## AUFGABENSTELLUNG
Schreibe den Abschnitt vom Anfang der Datensätze bis einschließlich der Zeile mit „POLYGON ((1181 339, 1136“ noch einmal ab und tausche dabei „snow-covered“ gegen „ice-covered“ aus. Alles Übrige bleibt unverändert.

## DATENAUSZÜGE
====

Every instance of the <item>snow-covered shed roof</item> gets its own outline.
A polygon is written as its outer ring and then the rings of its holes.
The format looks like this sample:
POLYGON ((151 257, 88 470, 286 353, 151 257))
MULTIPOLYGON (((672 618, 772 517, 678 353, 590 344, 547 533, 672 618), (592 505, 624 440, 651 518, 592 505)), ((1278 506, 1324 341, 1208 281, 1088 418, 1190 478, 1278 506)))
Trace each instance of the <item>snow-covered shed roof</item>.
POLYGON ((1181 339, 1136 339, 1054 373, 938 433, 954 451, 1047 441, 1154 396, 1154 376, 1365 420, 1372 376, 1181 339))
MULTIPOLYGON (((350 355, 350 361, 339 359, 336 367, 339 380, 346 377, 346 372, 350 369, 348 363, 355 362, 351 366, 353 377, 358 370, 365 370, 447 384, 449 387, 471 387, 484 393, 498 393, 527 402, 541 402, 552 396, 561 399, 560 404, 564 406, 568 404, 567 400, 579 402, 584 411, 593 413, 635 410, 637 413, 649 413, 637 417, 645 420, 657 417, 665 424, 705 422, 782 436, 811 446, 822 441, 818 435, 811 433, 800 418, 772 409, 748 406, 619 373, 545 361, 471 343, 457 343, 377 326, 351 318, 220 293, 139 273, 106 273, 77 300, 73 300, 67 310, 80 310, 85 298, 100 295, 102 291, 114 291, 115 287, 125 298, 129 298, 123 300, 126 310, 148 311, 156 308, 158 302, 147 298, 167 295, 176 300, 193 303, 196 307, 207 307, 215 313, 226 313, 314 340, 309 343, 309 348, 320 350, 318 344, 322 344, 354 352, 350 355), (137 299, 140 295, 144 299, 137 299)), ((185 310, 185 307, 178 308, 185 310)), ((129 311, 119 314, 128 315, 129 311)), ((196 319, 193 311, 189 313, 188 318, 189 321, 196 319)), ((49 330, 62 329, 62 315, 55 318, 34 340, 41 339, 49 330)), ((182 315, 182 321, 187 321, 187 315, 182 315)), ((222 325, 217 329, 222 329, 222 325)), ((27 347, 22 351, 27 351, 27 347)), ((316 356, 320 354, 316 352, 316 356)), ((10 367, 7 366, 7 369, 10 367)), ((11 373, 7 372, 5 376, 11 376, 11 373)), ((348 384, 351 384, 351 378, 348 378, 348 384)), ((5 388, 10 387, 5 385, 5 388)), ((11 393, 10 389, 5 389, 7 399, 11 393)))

====

## ERGEBNIS DER ÜBUNG
Every instance of the <item>ice-covered shed roof</item> gets its own outline.
A polygon is written as its outer ring and then the rings of its holes.
The format looks like this sample:
POLYGON ((151 257, 88 470, 286 353, 151 257))
MULTIPOLYGON (((672 618, 772 517, 678 353, 590 344, 547 533, 672 618), (592 505, 624 440, 651 518, 592 505)), ((1278 506, 1324 341, 1208 281, 1088 418, 1190 478, 1278 506)))
Trace each instance of the <item>ice-covered shed roof</item>.
POLYGON ((1181 339, 1136 339, 1054 373, 938 433, 954 451, 1047 441, 1154 396, 1154 376, 1365 420, 1372 376, 1181 339))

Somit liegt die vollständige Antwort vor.